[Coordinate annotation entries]
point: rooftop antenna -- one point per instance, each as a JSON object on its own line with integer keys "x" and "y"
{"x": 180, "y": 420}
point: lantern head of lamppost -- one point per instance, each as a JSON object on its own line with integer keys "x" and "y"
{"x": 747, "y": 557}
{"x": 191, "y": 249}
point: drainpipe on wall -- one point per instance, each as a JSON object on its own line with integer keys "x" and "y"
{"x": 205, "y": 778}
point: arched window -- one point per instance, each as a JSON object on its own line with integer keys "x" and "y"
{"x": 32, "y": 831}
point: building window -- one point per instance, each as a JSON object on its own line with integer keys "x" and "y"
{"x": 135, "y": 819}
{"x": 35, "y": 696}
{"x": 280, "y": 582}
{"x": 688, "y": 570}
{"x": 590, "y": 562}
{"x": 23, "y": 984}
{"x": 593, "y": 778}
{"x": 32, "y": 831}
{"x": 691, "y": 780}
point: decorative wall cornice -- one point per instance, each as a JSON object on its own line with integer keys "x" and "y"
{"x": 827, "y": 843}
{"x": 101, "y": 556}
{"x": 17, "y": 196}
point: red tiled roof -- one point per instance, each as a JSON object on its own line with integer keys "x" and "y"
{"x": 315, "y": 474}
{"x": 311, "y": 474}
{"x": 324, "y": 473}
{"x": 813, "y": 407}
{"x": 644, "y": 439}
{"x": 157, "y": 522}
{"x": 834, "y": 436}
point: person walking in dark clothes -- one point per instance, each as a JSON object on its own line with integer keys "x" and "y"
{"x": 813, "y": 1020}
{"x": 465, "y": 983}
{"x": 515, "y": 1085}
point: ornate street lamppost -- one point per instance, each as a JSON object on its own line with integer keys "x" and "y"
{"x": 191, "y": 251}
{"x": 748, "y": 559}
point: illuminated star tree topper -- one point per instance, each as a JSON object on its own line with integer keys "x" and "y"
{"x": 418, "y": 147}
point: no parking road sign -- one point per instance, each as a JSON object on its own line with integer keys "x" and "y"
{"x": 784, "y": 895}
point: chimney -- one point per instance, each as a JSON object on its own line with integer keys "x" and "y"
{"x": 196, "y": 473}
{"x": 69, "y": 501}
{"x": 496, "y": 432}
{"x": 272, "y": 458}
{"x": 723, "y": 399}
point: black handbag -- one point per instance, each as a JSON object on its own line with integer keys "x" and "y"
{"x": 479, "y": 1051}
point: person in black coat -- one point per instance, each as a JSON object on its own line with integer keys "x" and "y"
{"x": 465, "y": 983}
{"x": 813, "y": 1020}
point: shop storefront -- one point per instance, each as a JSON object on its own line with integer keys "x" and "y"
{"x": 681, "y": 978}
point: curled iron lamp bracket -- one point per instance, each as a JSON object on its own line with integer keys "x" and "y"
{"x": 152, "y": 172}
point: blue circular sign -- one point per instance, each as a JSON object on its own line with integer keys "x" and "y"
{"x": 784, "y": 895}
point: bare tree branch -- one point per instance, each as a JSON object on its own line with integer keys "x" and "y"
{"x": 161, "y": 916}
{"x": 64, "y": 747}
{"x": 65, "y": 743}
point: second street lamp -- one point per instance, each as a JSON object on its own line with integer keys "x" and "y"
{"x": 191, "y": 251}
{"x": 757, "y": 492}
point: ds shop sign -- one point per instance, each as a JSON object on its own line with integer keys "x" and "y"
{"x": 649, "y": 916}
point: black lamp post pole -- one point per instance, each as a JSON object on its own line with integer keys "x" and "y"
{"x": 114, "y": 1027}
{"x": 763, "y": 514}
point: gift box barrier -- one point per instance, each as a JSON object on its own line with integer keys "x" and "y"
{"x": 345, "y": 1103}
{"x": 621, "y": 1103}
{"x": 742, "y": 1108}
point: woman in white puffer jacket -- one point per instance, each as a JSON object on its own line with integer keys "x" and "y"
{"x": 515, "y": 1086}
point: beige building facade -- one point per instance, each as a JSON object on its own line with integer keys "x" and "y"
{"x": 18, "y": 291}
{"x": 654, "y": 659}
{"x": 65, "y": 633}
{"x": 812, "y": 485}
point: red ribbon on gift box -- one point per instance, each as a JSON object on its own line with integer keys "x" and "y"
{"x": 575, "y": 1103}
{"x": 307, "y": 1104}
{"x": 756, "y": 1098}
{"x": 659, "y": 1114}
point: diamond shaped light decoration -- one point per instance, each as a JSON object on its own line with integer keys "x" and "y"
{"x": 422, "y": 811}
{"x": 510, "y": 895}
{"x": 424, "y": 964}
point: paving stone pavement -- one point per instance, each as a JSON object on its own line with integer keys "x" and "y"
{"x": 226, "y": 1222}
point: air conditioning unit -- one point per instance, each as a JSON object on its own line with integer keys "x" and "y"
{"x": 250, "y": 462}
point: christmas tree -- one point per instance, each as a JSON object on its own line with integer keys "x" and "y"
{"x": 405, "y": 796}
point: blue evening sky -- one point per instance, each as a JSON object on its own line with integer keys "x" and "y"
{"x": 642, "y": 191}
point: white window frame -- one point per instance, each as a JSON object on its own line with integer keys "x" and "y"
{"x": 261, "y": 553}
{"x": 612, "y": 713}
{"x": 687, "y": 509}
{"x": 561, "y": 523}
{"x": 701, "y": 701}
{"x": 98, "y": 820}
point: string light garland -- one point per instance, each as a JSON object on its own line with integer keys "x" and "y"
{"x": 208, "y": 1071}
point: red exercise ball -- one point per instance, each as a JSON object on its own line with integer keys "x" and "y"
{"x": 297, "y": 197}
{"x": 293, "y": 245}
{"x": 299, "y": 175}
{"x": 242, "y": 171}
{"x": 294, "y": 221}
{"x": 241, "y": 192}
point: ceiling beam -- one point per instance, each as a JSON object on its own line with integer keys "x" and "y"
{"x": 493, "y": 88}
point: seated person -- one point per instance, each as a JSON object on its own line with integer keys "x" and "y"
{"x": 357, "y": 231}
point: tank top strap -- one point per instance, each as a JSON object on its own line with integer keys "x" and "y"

What the task requires
Only the lines from the one that contains "point: white window" to the end of the data should be output, exactly as they appear.

Completed exercise
point: white window frame -- one point per instance, each as a JSON object on its own line with integer keys "x" and "y"
{"x": 261, "y": 553}
{"x": 612, "y": 713}
{"x": 687, "y": 509}
{"x": 561, "y": 523}
{"x": 701, "y": 701}
{"x": 98, "y": 820}
point: string light garland -- one point per instance, each as a JSON object on its own line with integer keys "x" and "y"
{"x": 208, "y": 1071}
point: red exercise ball -- one point per instance, each as a JSON object on its own line with integer keys "x" and "y"
{"x": 297, "y": 197}
{"x": 293, "y": 245}
{"x": 299, "y": 175}
{"x": 242, "y": 171}
{"x": 294, "y": 221}
{"x": 241, "y": 192}
point: ceiling beam -- one point per instance, each as a JSON object on its own line with integer keys "x" and "y"
{"x": 493, "y": 88}
point: seated person -- one point per instance, each as a JSON object on its own line with integer keys "x" and "y"
{"x": 357, "y": 231}
point: tank top strap -- one point per instance, each as a JSON object on its own line with integer keys "x" and "y"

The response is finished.